» **What the exercise asks**: Give back the whole listing exactly as shown.

[Excerpts of location labeling data]
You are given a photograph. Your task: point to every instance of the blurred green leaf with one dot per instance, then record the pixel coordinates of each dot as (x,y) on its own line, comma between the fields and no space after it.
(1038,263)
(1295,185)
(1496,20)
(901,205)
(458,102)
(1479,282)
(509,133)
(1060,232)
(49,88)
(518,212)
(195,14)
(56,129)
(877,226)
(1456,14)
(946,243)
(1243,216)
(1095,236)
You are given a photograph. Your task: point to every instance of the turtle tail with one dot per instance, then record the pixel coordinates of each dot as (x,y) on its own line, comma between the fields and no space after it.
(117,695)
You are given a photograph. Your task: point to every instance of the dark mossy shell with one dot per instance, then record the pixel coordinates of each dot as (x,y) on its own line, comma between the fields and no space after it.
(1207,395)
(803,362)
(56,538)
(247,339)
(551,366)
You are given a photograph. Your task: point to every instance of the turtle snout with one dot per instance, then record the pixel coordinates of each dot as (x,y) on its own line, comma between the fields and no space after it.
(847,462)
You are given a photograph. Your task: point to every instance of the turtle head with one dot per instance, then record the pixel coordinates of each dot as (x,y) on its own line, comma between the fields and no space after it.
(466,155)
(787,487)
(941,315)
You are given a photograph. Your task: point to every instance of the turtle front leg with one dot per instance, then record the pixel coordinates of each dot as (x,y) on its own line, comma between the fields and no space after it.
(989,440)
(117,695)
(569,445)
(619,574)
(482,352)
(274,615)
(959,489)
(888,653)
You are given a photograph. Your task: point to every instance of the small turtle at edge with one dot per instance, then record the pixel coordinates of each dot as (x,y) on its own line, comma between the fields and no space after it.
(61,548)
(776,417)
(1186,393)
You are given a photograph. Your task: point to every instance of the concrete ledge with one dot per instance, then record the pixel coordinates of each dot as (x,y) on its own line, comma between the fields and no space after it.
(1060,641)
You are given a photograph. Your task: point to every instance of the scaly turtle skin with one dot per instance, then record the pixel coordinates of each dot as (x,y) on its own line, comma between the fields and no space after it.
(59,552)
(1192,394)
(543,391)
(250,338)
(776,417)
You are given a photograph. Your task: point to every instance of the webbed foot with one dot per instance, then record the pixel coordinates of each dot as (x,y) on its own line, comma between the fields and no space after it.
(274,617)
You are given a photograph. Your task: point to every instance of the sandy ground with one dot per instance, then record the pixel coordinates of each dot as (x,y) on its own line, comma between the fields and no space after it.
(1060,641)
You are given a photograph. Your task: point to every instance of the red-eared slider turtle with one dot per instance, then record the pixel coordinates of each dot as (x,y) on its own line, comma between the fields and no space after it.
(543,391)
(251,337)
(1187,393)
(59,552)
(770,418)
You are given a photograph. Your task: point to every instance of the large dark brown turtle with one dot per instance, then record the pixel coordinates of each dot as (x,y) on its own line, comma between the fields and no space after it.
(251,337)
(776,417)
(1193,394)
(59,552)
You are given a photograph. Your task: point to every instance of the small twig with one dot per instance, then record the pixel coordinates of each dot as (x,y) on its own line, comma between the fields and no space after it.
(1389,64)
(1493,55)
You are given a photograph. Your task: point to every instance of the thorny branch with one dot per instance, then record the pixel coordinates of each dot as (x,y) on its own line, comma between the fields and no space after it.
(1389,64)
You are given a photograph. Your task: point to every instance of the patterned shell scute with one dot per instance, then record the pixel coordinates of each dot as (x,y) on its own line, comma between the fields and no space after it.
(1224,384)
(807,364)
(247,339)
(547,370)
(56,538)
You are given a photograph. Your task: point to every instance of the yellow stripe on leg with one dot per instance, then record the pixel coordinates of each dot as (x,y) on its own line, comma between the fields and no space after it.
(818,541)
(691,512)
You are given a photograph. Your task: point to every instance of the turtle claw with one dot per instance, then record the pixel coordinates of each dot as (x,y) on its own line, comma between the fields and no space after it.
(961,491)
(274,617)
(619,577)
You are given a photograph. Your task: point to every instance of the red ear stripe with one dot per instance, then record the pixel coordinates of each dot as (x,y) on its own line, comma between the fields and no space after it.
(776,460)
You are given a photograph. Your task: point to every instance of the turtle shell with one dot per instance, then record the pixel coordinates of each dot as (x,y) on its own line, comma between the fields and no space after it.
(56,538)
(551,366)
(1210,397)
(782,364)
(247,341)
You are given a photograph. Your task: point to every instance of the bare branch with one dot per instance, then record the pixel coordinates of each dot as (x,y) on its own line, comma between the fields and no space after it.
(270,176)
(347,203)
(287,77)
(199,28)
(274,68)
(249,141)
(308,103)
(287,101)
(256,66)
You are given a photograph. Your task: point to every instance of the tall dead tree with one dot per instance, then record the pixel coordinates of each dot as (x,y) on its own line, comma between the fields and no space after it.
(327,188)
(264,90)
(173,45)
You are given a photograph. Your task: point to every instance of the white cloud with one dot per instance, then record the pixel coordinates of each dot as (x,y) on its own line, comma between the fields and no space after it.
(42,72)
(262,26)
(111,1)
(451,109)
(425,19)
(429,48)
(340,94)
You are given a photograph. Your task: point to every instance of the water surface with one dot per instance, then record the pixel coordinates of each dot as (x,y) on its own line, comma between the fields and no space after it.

» **The reply**:
You are given a photograph. Your task: point to every instance of the blurred green leaf with one dot per instance, then record the pixel coordinates of each dot as (x,y) on its own line, comma between the fields and no space after it.
(1038,263)
(1295,185)
(1496,20)
(901,205)
(458,102)
(1479,282)
(509,133)
(1060,232)
(49,88)
(518,212)
(195,14)
(56,129)
(877,226)
(1456,14)
(946,243)
(1243,216)
(1095,236)
You are given a photograph. Your task: point to every instance of the turtle tail with one dot per instance, then record the pixel coordinates of each dot as (x,y) on its own line, comma between the fields and no space after it.
(117,695)
You are given a photograph. Your task: point to every instance of the dark mossy shell with one dot per instance, then record the pixel coordinates of each dot as (x,y) on its own line, comma between the fields and no space after it.
(1207,395)
(803,362)
(56,538)
(247,339)
(551,366)
You are given a photograph. Your task: point to every instance of the turtle snout with one dot per instance, then record the pixel coordinates of each dot as (x,y) on its own line, comma between the fields and no space after it.
(847,462)
You are given a photograph. Your task: point to every instance of the turtle head with one dot per instance, then record the pixel coordinates of each dot as (x,y) on its own line, comma between the fields and no space after it.
(466,155)
(787,487)
(941,315)
You are given a photograph. Your task: point to every instance of the turtle front leg with one dot per instance, then record the pixel coordinates of each dot as (x,y) on its own line, comma between the fields and no space after it.
(989,440)
(117,695)
(569,445)
(619,574)
(482,352)
(274,615)
(959,489)
(888,653)
You are given a photograph. Your task: point to every instance of the small turtle at edge with one dot per instance, then record the pixel coordinates of each dot as (x,y) on its own line, comma between the fields and no space after it.
(61,548)
(776,417)
(1186,393)
You are given a photograph. Your task: point to every instance of the concrete ledge with one dot per instance, then record the pixel coordinates of each dot as (x,y) on its own line, comma between the fields and no space after it.
(1060,641)
You are given a photograph. Your task: point to every instance of the scaly turtle skin with one dot per instance, then record the pixel coordinates of each dot as (x,y) on its own line, comma between the fields and no space after it.
(59,552)
(1192,394)
(543,391)
(250,338)
(776,417)
You are given a photograph. Your task: point to every instance of the webbed foot with one dot per instance, then record the pixel coordinates of each dot as (x,y) on its own line, comma between the fields and no space after it.
(274,617)
You are given a photograph. Your task: point to every instance of the sandy ground with one dot per instance, then record the pixel coordinates of each dot as (x,y) on its own line, comma between the fields and no space after it.
(1060,641)
You are given a photograph. Your task: point to every instance of the red-eared slider turtle with one dot per instance, then record the pixel coordinates of each dot as (x,y) on its own line, comma between the fields and no space after it.
(543,391)
(251,337)
(1187,393)
(59,552)
(770,418)
You are given a photograph. Your task: point to every instance of the large dark brown turtle with one dot per instance, then record the pixel coordinates of each dot as (x,y) on its own line, comma between the fields and no space after it.
(251,337)
(776,417)
(1193,394)
(59,552)
You are given a photograph. Your task: point to every instance of the small twig with one dot per instance, then record the pixel coordinates of each dot as (x,y) on its own line, comma between the fields and no space after it.
(1389,64)
(1493,55)
You are given a photograph. Your task: point to every instance of the thorny branch with one dot per instance, then record the pixel coordinates of each dot as (x,y) on its own line, comma between the fields and no space after it.
(1389,64)
You are given a photograph. Your task: point to every instance of the patterned shell scute with one dot per instance, then record the pixel coordinates of each dot as (x,y) on its own line, comma between the fields and no space after it.
(1224,384)
(807,364)
(247,339)
(547,370)
(56,538)
You are given a photograph. Your task: point to every instance of the yellow stripe on leg with one dot per instance, then record the pixel coordinates of each dot as (x,y) on its own line, comma between the fields and no space after it.
(818,541)
(691,512)
You are given a photograph. Your task: point to every instance of the turtle claw with one dot per instance, then record the pixel coordinates of each dot as (x,y) on its own line, comma between the fields and no space after it.
(961,491)
(274,617)
(619,577)
You are given a photograph. Your task: point to every instance of the red ear stripe with one dot per instance, then record the pixel coordinates of each dot as (x,y) on its own line, comma between the fields and no space after it.
(776,460)
You are given a photograph. Your task: point to every instance of the turtle shell with one dot per instance, then record the pixel coordinates of each dot as (x,y) on its own line, comma between the fields and no space after it.
(56,538)
(551,366)
(1210,397)
(782,364)
(247,341)
You are given a photograph. Your task: point to every instance of the bare branch with one dot per instance, then record the pixel coordinates of each dot as (x,y) on its own line, comma between the fields and no space after it.
(270,176)
(347,203)
(287,77)
(199,28)
(274,68)
(249,141)
(308,103)
(287,101)
(256,66)
You are given a photograph. Your task: point to every instance of the tall dead tree with one dot per instance, then record the pixel coordinates of each dot as (x,y) on its own line, comma between the fields and no space after it.
(327,188)
(264,90)
(173,45)
You are given a photograph. Your task: point to every instance of the white cloud with one dot per instance, then record the pixel coordinates of each dot as (x,y) on its own line, comma between the fields and no space after it.
(42,72)
(262,26)
(111,1)
(451,109)
(425,19)
(429,48)
(340,94)
You are given a photograph. Your task: point to every instance of the water surface with one dot per instance, then record the pixel coordinates of each dot as (x,y) on its own line, comma between the fields and no space after it.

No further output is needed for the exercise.